>> start Text extract

Use SD-WAN as a services delivery platform to create new revenue streams.

November 1, 2019

6 Min Read

By Stephan Tallent


Stephan Tallent

SD-WAN continues to grow, driven by digital transformation and the need to provide new web applications and cloud services to remote business locations. While WAN connectivity has been around for decades, interest in software-defined wide area network (SD-WAN) is growing because traditional WANs weren’t built for the cloud or today’s digital business. Instead, branch offices, school campuses and remote retail locations tend to be connected to a central data center hub using static multiprotocol label switching (MPLS) routing or an Internet Protocol Security (IPSec) network protocol suite connection.

Extending the value of digital transformation to remote offices represents the biggest motivation for organizations (large and small) to upgrade their WAN infrastructure to SD-WAN. If nothing else, it enables them to compete more effectively in today’s digital marketplace. As a result, according to IDC, SD-WAN transformation is growing to become a $4.5 billion dollar market opportunity between now and 2021.

The Opportunity for MSSPs

This disruption presents a massive opportunity for MSSPs. Almost overnight, the entire WAN market is being transformed into a greenfield opportunity. Even better, SD-WAN provides a unique opportunity for MSSPs to provide managed WAN services both on and off their network. That’s because much of the key value of any SD-WAN solution lies in the services attached to it – making it an enabler and facilitator for additional value-added services.

The main drivers for SD-WAN services are agility and efficient WAN resource utilization, increased application reliability and the improved user experience it should deliver. Cost reduction, while valuable in some markets, is generally a secondary consideration. Depending on its configuration, the services it needs to support, and the market in which it is being implemented, SD-WAN isn’t necessarily more cost-attractive than an MPLS service. In fact, in many cases, MPLS circuits will continue to form some portion of the SD-WAN underlay used by enterprises. SD-WAN is an evolution of the wide area network that matches organizations’ digital transformation and includes increasing reliance on cloud-hosted resources and real-time applications.

The challenge from an MSSP perspective is in selecting the SD-WAN solution they want to wrap their services around. The reality is, most SD-WAN solutions provide similar connectivity capabilities. But delivering connectivity-only SD-WAN services isn’t sustainable in the long term. Using SD-WAN to leverage broadband internet for delivering business services may seem like low-hanging fruit, but doing so without also being able to provide comprehensive visibility and security significantly increases risk and exposure to the enterprise. As a result, MSSPs should differentiate their SD-WAN services on capabilities beyond basic SD-WAN, such as security. In short, SD-WAN shouldn’t be the objective. SD-WAN should be the means to deliver an entire value-added services engine that increases revenue per user along with sustained customer loyalty.

Approaching SD-WAN as a Value-Added Services Platform

Building and delivering an SD-WAN solution for your customers is simply the first step is creating a connectivity platform that enables the delivery of new services. Adding services such as advanced security, networking and application management can not only provide a significant revenue stream, but also serve as a real competitive advantage in a landscape dominated by too many SD-WAN offerings.

>> end Text extract
>> start Collected data

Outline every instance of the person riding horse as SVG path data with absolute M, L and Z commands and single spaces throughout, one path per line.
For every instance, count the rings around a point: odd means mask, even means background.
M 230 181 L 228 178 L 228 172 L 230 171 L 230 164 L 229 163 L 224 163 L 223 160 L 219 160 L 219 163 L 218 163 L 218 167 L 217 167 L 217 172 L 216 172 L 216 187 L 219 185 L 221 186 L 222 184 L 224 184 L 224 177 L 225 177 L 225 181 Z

>> end Collected data

▸ Required work
**a.** In two sentences, summarize the SD-WAN article.
**b.** Answer these questions from the SD-WAN article, one per line:
(i) Which firm is cited for the estimate of the SD-WAN market?
(ii) What does the article call a secondary consideration among the drivers for SD-WAN services?
(iii) Which three kinds of services does the last paragraph name as additions to an SD-WAN solution?
**c.** Carry on the SD-WAN article, picking up after its last sentence.

▸ Task results
**a.** Interest in SD-WAN is growing because traditional WANs were not built for the cloud, and IDC expects SD-WAN transformation to become a $4.5 billion market opportunity by 2021, which presents a massive opportunity for MSSPs. Because most SD-WAN solutions provide similar connectivity, MSSPs should use SD-WAN as a platform for value-added services such as advanced security, networking and application management, which can bring revenue and competitive advantage.

**b.**
(i) IDC
(ii) Cost reduction
(iii) Advanced security, networking and application management

**c.**
As a result, MSSPs need to carefully select an SD-WAN solution by considering its ability to deliver additional integrated and automated high-value services. As a result, the ability to provide, in addition to typical SD-WAN connectivity, such additional services as …

… security, application SLAs and traffic management, and integrated network and security management tools need to be table-stakes for any solution under consideration. Additional considerations should include:

  • What value-added services are prebuilt into this SD-WAN solution?

  • Can it support third-party services through APIs or open standards?

  • What are its onboarding and time-to-market complexities?

  • Is centralized automation, management and reporting available, especially for large installments?

Security is an Essential SD-WAN Service

All SD-WAN research points to security as a top customer requirement for SD-WAN. And most SD-WAN solutions only provide a nominal level of security as part of the package. Of course, this may seem like an ideal opportunity to build in a security service. But the complexities of trying to install and manage security that has to be applied as a complete overlay solution can seriously impact the bottom line and average revenue per user.

Instead, an SD-WAN solution that integrates an effective and proven next-generation firewall (NGFW security) becomes an important and obvious requirement to immediately establish a value-added service. A preintegrated security service significantly reduces onboarding efforts, speeds time to market and enables a host of additional security opportunities – from monitoring and management to ongoing operating and optimization services.

Springboarding Beyond SD-WAN

At its core, SD-WAN is essentially a sophisticated connectivity service designed to provide application-aware prioritization between multiple sites and data and applications in the public cloud, software-as-a-service or data center. However, behind each of those connections is a local LAN that also needs additional services and support, and SD-WAN becomes the perfect conduit for delivering those.

Adding access control to local switches and wireless access points, combined with Network Access Control, enables SD-WAN to drive security services deep into the remote network. This creates another commercially viable services opportunity, referred to as SD-Branch. It enables you to provide SD-WAN, NGFW security, fixed and wireless access control and Internet of Things (IoT) and end-user device security to remote locations, whether branch offices, school satellite campuses or remote retail locations. From a customer point of view, the added value of such services is significant as they allow them to gain visibility and control over their entire branch environments from a single point of visibility, management, and reporting – all hosted and managed by the MSSP.

Getting SD-WAN Right on Day One Means Significant Opportunities Later

By leveraging SD-WAN as a services-delivery platform, rather than simply another service offering, MSSPs are opening the door to significant benefits for their customers and significant new revenue streams for themselves. SD-WAN can be much more than just a new connectivity service – it can redefine the depth and range of managed networking and security value-added services, extending beyond SD-WAN and all its opportunities and into the SD-Branch itself. However, this requires planning and preparation long before the first solution is deployed. It requires selecting the right service, with an eye toward how easily and cost-effectively you can add value.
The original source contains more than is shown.